Won't somebody think of the starving hamsters in China?



dalp posted:

So would the correct setup be an external sounds card and separate headphone and speaker amps?

Any recommendations for entry level equipment especially for the external soundcard?

A (semi) professional external soundcard could offer a built in headphone amplifier.

But I went a bit overboard with my raging, in a way that's not really helpful to you or your friend. The sound cards I'm talking about are a lot more expensive and offer functionality that's interesting to me, but that he won't need. My main beef with the Fiio stuff is the way it's marketed, not necessarily the product itself. I don't like that there is an audiophile section in the market, muddying up the natural consumer/professional divide with untested or unproven claims of superior quality. And I don't like people revering devices in this section as if they're the holy grail or something.

But budget is a real issue too, as well as portability. Even looks might factor in. If it's used strictly with the laptop and headphones, he can't really go too far wrong with the Fiio E10 at that price. It's likely better than the built in soundcard at least. And even the E7 is a viable option if the intention is actually there to carry it around connected to an iPod or something.

Once the point in time is there that speakers and an amp come into play, I still would recommend looking out for something more suited to the job, like an usb-to-spdif box or something (if the amp has a spdif in). I think that's my main point.

Flipperwaldt
Nov 11, 2011

Won't somebody think of the starving hamsters in China?



Uppa posted:

Any way I could connect an old powered subwoofer with a DIN plug (Klipsch Promedia 4.1 gaming system) to a modern receiver?

Standard subwoofer jack from the receiver to an 8-pin DIN plug in the subwoofer. I have a wiring diagram for the sub, which looks like only a single one of those pins is actually for the sub itself, and the rest are because the sub was also the amplifier for the 4 speakers that connected to it.

So, would it be as simple as disconnecting 7 of the 8 wires within that DIN and running the one active wire to the receiver, or would I be playing with fire mucking about with this?
This depends on whether your receiver has a "sub pre out" or only an amplified sub out. Not speaking from extensive experience, but I would expect the latter to be connected with speaker wire clamps, not a 'jack' as you mentioned.

With the sub pre out, you're good to go to just connect it, as this is a mono line level out. You might need an adapter, as it seems the Klipsch uses 3.5mm jacks and I assume the sub connection is RCA. You only need to connect the jack that's normally used for the front speakers.

You do not need to disconnect any wires in any case.

If you're still not sure, please post make and model of the receiver.

EDIT: terminology, link

Flipperwaldt fucked around with this message at 20:44 on Jan 23, 2012

Flipperwaldt
Nov 11, 2011

Won't somebody think of the starving hamsters in China?



Uppa posted:

I have a sub pre-out on my receiver (Denon AVR-1612) that's RCA, yes. My problem is that Klipsch subwoofer which doesn't have any input but the previously mentioned DIN connector. Here's a picture (google images, but mine's the same) of the back of the sub in question. All of the wire connectors on the sub are to go out to the speakers - the only input is the DIN connector. No RCA, no 3.5, just that.

● **SET EXERCISE**: Return, word for word, the part of the audio equipment forum thread that begins at the words "Any way I could" and stops after the words "about with this?".

● **MATERIAL**:
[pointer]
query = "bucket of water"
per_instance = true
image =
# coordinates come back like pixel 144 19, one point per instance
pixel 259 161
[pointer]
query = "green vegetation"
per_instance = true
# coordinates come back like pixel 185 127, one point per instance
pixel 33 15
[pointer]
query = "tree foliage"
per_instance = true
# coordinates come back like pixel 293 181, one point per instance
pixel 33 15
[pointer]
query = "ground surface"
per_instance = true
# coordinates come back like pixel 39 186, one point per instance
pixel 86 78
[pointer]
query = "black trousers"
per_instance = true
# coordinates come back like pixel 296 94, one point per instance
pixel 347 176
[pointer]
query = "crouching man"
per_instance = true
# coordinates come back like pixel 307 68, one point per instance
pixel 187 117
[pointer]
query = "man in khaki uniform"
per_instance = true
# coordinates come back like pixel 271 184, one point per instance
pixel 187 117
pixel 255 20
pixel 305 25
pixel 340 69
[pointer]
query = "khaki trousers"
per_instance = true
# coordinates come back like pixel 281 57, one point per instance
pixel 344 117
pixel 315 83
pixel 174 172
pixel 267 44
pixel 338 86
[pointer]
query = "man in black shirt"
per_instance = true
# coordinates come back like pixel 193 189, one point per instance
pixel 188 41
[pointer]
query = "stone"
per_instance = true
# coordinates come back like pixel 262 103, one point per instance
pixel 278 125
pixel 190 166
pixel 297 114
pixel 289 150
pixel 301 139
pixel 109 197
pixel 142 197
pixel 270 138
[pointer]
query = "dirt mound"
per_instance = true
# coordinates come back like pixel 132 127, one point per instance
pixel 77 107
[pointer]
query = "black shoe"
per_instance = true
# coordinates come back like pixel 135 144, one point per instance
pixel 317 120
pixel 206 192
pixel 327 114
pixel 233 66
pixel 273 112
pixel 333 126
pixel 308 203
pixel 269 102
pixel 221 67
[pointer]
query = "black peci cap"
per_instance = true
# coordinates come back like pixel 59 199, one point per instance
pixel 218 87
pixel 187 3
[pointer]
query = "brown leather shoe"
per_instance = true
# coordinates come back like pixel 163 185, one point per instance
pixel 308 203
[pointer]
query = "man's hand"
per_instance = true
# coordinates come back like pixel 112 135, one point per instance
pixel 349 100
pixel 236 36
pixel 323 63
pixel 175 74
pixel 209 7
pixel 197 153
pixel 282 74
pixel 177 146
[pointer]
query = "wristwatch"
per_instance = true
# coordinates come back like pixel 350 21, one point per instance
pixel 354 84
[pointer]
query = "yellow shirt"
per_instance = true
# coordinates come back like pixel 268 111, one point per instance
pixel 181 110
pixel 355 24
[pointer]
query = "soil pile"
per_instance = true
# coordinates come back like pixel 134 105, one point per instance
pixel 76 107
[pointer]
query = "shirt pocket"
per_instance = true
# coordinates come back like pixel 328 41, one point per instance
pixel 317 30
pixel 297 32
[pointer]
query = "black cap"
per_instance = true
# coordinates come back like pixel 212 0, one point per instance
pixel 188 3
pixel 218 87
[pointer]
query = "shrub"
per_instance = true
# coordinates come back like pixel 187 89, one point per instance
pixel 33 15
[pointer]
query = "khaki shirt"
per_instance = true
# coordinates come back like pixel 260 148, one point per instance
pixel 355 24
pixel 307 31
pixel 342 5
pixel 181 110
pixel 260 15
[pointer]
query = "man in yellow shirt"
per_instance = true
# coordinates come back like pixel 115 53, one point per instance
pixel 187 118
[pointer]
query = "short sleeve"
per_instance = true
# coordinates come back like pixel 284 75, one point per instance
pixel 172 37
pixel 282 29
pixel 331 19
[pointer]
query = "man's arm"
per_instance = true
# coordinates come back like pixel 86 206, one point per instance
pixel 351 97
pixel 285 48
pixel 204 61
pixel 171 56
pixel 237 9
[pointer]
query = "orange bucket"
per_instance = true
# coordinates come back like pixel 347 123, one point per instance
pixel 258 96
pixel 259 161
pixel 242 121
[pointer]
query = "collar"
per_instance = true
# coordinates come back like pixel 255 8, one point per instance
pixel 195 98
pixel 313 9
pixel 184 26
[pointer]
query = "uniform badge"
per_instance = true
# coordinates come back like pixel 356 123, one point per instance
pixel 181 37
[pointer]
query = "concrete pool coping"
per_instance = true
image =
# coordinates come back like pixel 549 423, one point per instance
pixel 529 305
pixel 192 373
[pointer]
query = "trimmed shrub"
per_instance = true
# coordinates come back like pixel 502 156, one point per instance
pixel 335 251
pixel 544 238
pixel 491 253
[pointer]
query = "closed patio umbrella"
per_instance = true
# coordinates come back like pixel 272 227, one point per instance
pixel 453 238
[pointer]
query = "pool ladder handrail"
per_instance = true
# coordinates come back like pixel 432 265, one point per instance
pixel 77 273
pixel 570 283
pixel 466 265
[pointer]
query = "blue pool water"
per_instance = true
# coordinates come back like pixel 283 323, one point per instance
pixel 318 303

● **SOLUTION TO THIS TASK**:
Any way I could connect an old powered subwoofer with a DIN plug (Klipsch Promedia 4.1 gaming system) to a modern receiver?

Standard subwoofer jack from the receiver to an 8-pin DIN plug in the subwoofer. I have a wiring diagram for the sub, which looks like only a single one of those pins is actually for the sub itself, and the rest are because the sub was also the amplifier for the 4 speakers that connected to it.

So, would it be as simple as disconnecting 7 of the 8 wires within that DIN and running the one active wire to the receiver, or would I be playing with fire mucking about with this?